Extrait du texte —
——————
Rien n’est prévu pour la reconversion des jeunes ou la maternité des femmes

Une autre nécessité absolue consiste à couvrir les frais professionnels, les charges comme les salaires des collaborateurs, les factures d’électricité, etc. Pour évaluer le montant à assurer, il convient de se reporter à la déclaration fiscale ou au prévisionnel. Il faut également souscrire une rente invalidité en cas d’IPP ou d’IPT, ainsi qu’un capital décès-PTIA. « Toutefois, là encore, ce capital n’est versé qu’au conjoint marié, pas pacsé. C’est le cas également pour la pension de réversion. »

Quant aux « jeunes diplômés, ils ont également intérêt à prévoir un capital reconversion au cas où ils seraient amenés à changer de métier, note Jacqueline Foulquier. Les femmes doivent souscrire une couverture maternité, en veillant à la prise en charge d’une éventuelle grossesse pathologique. Enfin, il y a naturellement la responsabilité civile professionnelle. Les cotisations sont faibles, mais c’est indispensable. »

Jacqueline Foulquier lance un autre avertissement à propos des pactes d’associés, les contrats d’exercice en groupe, notamment dans le cadre des sociétés d’exercice libéral (SEL). En effet, l’imprécision dans la rédaction du contrat peut empêcher une bonne couverture assurantielle. « Pour construire un règlement intérieur, il faut s’adresser à un avocat spécialisé ou au Conseil supérieur de l’Ordre qui propose des contrats types. »

L’assurance santé en cas d’emprunt est une autre lacune à combler

Depuis le 1er septembre dernier, la banque prêteuse ne peut refuser que l’assurance de l’emprunt soit souscrite auprès d’un autre organisme. Cette possibilité de délégation d’assurance est essentielle. En effet, les garanties d’emprunt généralistes, qui ne tiennent pas compte des spécificités de la profession, reposent sur le barème fonctionnel et considèrent que, même privé d’un pouce ou d’un index, un vétérinaire peut exercer sans réel problème son activité… « Vraiment, il est essentiel que les confrères s’adressent à des mutuelles ou à des compagnies spécialisées qui connaissent réellement notre spécificité, insiste Philippe Journet. En plus, les tarifs de ces assurances supplémentaires ne sont pas si élevés qu’on pourrait le craindre. Surtout dans le cadre du dispositif Madelin, qui permet 40 % de déduction de ce coût ! » Jacqueline Foulquier apporte cependant une nuance : « Pour un jeune vétérinaire, le cadre Madelin n’est pas forcément le plus adapté, car c’est un engagement à cotiser tous les ans jusqu’à la retraite. Mieux vaut peut-être privilégier une assurance-vie classique. » Mais là, il s’agit de fiscalité, plus de prévoyance…

Glossaire

• ITT (incapacité temporaire de travail ou incapacité temporaire totale) : impossibilité physique ou psychique d’exercer.
——————
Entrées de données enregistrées
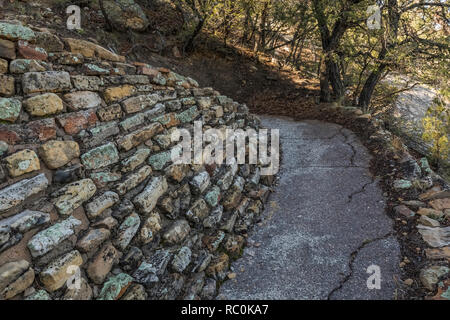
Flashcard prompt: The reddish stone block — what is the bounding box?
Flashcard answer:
[0,39,16,60]
[28,118,56,141]
[17,40,48,60]
[57,110,98,134]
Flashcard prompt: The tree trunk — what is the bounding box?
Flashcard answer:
[184,19,205,52]
[358,64,386,112]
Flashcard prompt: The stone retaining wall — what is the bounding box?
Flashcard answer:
[0,22,273,299]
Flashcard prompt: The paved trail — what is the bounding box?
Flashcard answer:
[219,117,400,300]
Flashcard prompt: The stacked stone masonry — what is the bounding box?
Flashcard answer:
[0,22,272,300]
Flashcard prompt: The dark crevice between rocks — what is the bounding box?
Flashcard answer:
[327,232,393,300]
[347,176,377,204]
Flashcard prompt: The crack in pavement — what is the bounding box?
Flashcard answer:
[327,232,394,300]
[219,117,400,300]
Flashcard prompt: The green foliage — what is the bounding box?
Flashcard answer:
[422,95,450,168]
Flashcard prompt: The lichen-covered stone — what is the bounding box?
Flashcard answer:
[152,112,180,129]
[98,273,133,300]
[83,63,111,76]
[203,205,223,228]
[5,149,41,177]
[119,113,145,131]
[205,186,220,207]
[133,177,168,213]
[122,94,160,113]
[0,57,8,74]
[97,104,123,121]
[90,171,122,187]
[0,39,16,60]
[176,106,199,123]
[64,91,102,111]
[23,93,63,117]
[83,121,120,148]
[0,260,30,292]
[206,253,230,280]
[394,179,412,190]
[17,40,48,60]
[0,173,48,212]
[417,225,450,248]
[81,142,119,170]
[121,148,151,172]
[148,150,172,170]
[165,164,190,182]
[63,278,93,300]
[39,250,83,292]
[163,220,191,244]
[185,199,209,223]
[103,84,137,103]
[0,22,36,41]
[0,75,16,97]
[133,249,172,286]
[35,32,64,52]
[172,247,192,273]
[189,171,210,194]
[0,268,34,300]
[9,59,47,74]
[117,123,163,151]
[121,284,147,301]
[22,71,72,94]
[77,228,111,252]
[56,110,98,135]
[25,290,52,301]
[116,166,152,195]
[114,213,141,250]
[0,97,22,122]
[71,75,103,91]
[27,217,81,257]
[64,38,125,62]
[420,266,450,291]
[0,210,50,234]
[39,140,80,169]
[86,242,121,284]
[139,212,162,244]
[54,179,97,216]
[86,191,119,219]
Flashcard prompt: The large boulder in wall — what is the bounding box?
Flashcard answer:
——————
Répondez à ces questions sur l'extrait consacré à l'assurance des vétérinaires.
1. À qui le capital décès-PTIA est-il versé ?
2. Quel capital les jeunes diplômés ont-ils intérêt à prévoir ?
3. Quel pourcentage de déduction du coût le dispositif Madelin permet-il ?

Corrigé —
1. Au conjoint marié, pas au conjoint pacsé.
2. Un capital reconversion, au cas où ils seraient amenés à changer de métier.
3. 40 %.